WORK INSTRUCTION. Some entries follow. Reproduce exactly the lines starting at the one with "An <instance> block" and stopping after the one with "positive clicks: (367, 365) (547, 586)".

THE INPUT.
◆ ◆ ◆
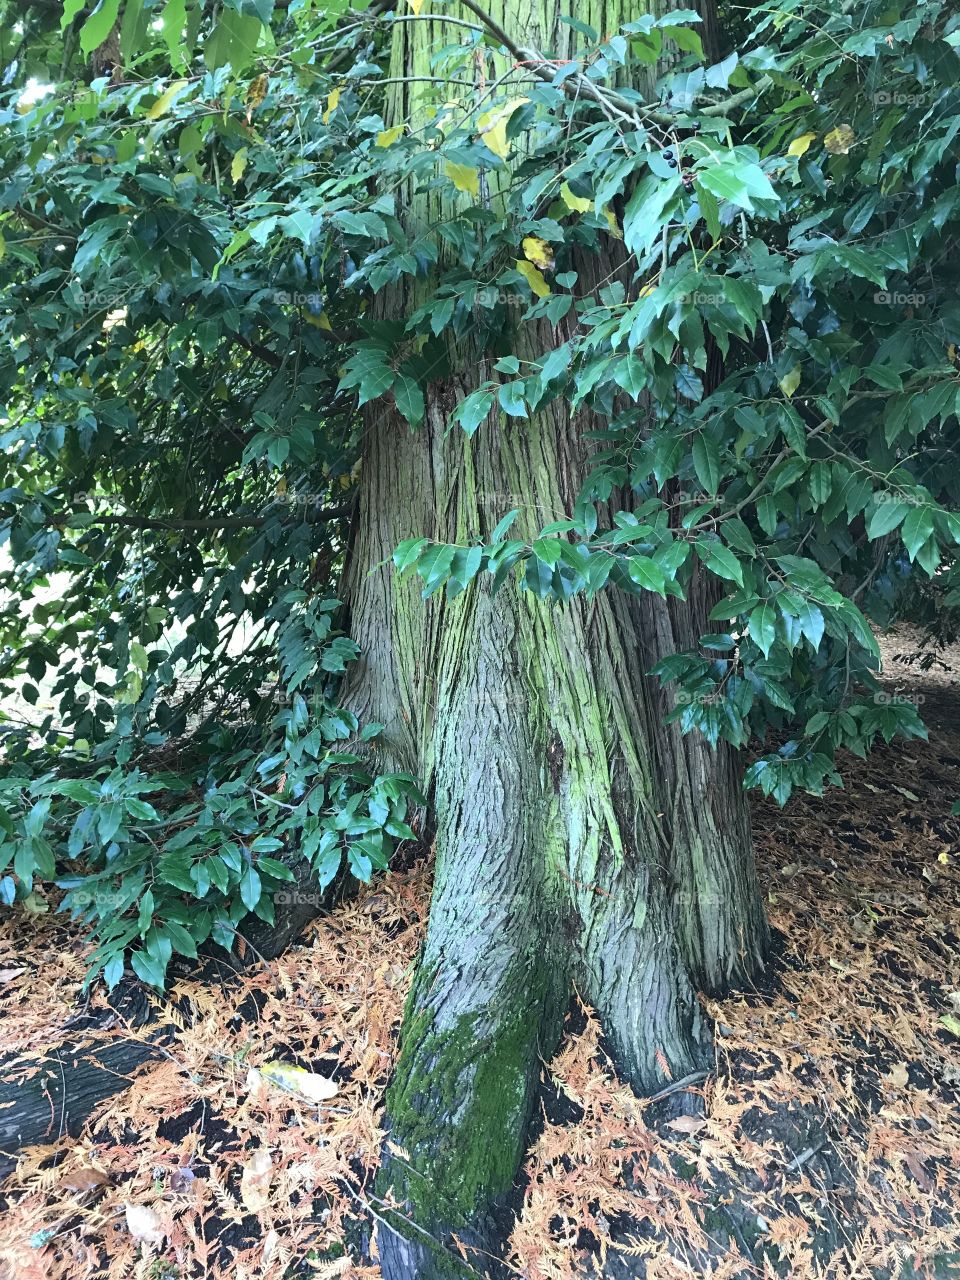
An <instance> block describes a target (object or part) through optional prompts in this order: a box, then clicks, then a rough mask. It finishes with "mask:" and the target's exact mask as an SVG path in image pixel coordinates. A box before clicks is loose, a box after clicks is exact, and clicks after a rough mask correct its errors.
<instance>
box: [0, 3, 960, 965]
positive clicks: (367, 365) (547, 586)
◆ ◆ ◆
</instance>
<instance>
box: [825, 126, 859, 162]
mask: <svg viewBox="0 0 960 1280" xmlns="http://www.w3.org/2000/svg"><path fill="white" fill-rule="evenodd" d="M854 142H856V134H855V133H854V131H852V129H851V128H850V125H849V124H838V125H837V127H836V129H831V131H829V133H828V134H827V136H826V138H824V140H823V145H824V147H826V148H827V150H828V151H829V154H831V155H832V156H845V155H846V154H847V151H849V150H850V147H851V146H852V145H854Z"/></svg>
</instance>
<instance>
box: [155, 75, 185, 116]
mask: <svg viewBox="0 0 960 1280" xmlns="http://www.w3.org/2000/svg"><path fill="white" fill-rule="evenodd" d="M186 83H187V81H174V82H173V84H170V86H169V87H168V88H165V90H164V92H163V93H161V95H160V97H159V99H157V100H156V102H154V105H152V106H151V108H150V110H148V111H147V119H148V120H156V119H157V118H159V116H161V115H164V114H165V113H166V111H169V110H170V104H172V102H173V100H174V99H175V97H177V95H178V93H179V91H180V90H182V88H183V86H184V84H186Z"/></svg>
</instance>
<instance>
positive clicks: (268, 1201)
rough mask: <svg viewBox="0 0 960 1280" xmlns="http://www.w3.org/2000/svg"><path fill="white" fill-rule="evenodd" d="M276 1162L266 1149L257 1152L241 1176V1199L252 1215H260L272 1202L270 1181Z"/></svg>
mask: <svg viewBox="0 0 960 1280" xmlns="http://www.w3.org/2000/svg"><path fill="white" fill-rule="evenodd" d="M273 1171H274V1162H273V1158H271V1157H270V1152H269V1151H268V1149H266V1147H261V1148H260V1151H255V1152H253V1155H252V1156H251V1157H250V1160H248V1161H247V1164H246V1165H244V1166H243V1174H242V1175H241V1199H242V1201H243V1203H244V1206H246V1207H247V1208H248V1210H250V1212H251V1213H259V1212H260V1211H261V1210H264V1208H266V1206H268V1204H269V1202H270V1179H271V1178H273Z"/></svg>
◆ ◆ ◆
WRITTEN ANSWER.
An <instance> block describes a target (object or part) through optional prompts in this order: a box, then clicks, then a rough mask. It finishes with "mask:" and the target's exact mask as an SVG path in image pixel coordinates. A box before clicks is loose, a box after clicks is exact, and clicks after a rough mask correct its errors.
<instance>
box: [0, 3, 960, 965]
positive clicks: (367, 365) (547, 586)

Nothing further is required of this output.